真夜中のドロップアウトカウボーイズ@別館
ピンク映画は観ただけ全部感想を書く、ひたすらに虚空を撃ち続ける無為。
 



 「藤小雪の逆泡踊り天国」(1992『《秘》潜入逆ソープ天国』の2006年旧作改題版/製作:旦々舎/提供:Xces Film/監督:浜野佐知/脚本:山崎邦紀/撮影:田中譲二・河中金美・植田中/照明:秋山和夫・斗桝佳之・安田信昭/音楽:藪中博章/編集:酒井正次/助監督:森山茂雄/制作:鈴木静夫/ヘアメイク:小川純子/スチール:岡崎一隆/録音:銀座サウンド/現像:東映化学/出演:藤小雪・八萩純・桑原かをり・平賀勘一・芳田正浩・栗原良)。
 動物行動学助教授の梶木哲二(栗原)に、女子大生の西原かえで(藤)は秘かに想ひを寄せる。そんなかえでを狙ふ先輩の斎藤わたる(芳田)は、梶木の黒い噂をダシにかえでを酒に誘ふ。梶木は裏で、風俗のサイド・ビジネスを行つてゐるといふのだ。半信半疑ながらにかえでが尾行してみたところ、梶木は雑居ビルに消えて行く。梶木とすれ違ひに、ビルからは同級生(?)で人妻の日出島真紀(八萩)が出て来た。ビル内にある女性用特殊浴場、いはゆる逆ソープに行つて来たところだとのこと。逆ソープの悦楽を勧める真紀を余所に、かえでは梶木に対する黒い疑惑を確信へと変へる。もののそれにも関らず、かえでの梶木に対する恋心はいや増して燃え盛るのであつた。

□ □ □ □

**課題一覧**
• a. 抜粋に記された内容をもとに、次の問いに答えてください。
(i) 本作の監督を務めたのは誰ですか。
(ii) 梶木哲二の職業は何ですか。
(iii) 雑居ビルから出て来た人妻の名前は何ですか。
• b. 映画のあらすじを記した抜粋を、その最後の文の後から書き継いでください。
この後に続く行は、上記の抜粋とは別の出典から採られたものです。

□ □ □ □

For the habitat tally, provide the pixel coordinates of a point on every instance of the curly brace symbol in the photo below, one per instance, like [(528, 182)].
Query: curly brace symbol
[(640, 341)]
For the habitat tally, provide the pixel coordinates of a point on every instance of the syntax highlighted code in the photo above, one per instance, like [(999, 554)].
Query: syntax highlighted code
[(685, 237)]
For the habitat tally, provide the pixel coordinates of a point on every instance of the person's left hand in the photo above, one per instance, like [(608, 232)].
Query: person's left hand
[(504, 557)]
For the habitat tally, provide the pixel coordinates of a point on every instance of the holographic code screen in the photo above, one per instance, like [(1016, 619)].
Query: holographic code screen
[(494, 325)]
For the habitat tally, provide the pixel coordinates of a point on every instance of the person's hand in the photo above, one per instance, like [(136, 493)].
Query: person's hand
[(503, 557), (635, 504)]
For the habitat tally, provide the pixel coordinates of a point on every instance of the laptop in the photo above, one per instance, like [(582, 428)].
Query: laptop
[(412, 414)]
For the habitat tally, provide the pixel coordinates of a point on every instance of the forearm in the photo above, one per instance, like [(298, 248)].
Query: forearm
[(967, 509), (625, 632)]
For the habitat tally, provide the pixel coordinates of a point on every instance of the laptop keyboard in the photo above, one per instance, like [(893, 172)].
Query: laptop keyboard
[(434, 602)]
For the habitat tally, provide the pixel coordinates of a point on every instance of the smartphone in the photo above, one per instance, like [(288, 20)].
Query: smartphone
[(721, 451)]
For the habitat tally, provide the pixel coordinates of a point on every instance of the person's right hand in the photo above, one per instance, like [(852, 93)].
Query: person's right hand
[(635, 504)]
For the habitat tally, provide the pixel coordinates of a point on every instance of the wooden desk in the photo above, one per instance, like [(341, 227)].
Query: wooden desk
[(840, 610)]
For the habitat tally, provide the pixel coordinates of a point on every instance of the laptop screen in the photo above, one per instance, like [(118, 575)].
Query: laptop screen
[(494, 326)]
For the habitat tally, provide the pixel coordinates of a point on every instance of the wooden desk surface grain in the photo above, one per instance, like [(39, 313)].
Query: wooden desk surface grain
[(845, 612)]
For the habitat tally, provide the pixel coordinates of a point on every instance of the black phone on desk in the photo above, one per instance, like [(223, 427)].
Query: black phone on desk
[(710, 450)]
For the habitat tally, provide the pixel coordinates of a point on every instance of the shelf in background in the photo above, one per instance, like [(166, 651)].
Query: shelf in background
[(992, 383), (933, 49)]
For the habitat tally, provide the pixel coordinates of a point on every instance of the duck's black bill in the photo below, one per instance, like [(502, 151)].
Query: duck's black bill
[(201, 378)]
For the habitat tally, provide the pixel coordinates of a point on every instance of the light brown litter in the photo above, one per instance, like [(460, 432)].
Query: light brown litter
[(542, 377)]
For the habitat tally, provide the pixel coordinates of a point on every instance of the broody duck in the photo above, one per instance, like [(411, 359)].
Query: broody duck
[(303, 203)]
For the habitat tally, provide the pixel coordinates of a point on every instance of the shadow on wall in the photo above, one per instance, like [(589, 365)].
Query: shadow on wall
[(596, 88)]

□ □ □ □

**課題の解答**
• a.
(i) 浜野佐知
(ii) 動物行動学助教授
(iii) 日出島真紀

• b.
 山﨑邦紀が脚本を書くと、登場人物に知識層が出て来る場合も多い旦々舎映画ではあれ、その中でも、栗原良(=リョウ=ジョージ川崎=相原涼二)が眉間に皺を寄せながら、研究者役を無闇に熱演する例は矢鱈と多い。今作の特色は、元々ピントの外れた研究に没頭する梶木が、更にアクティブにピントを外した勘違ひヒロインに翻弄され当惑するといふ、ミイラ取りの前に、ミイラよりもミイラなミイラ取りが現れるかの如きクロスカウンター的展開。途中までは類作と大して代り映えしない映画が、急に何時もとは違ふ様相を呈して来る様は実に鮮やかである。
 友人・河合英二朗(平賀)の経営する逆ソープに出入りする梶木の真意は、店内に隠しカメラを仕掛けた、研究用データの収集にあつた。何れにせよ、公序良俗にオフェンシブに反してゐるのは兎も角、梶木の研究テーマとは、当時邦訳が出版されたばかりの『ボディ・ウォッチング』(デズモンド・モリス著)に想を得た、「エクスタシーに於けるボディ・ウォッチング」。主著『裸のサル』も未読のモリスに関して戯れに調べてみたところ、『ボディ・ウォッチング』とは“ヒトの身体には、どんな意味が隠されているのか?”をテーマに、20パーツに分けた身体各所に解剖学、心理学、民族学的アプローチから人々が各々に付与して来た意味の数々を解説する、といふものであるらしい。疑似科学、あるいは半科学に基づく読本といつた類なのであらう。尤もとはいへ、劇中梶木の「エクスタシーに於けるボディ・ウォッチング」なる研究テーマの内実は、相変らずサッパリ見えて来はしないが。研究室にて編集機器を操作しながら、逆ソープに喜悦する女達の映像を凝視する梶木の姿は、盗撮ビデオを編集してゐる人にしか全く見えない。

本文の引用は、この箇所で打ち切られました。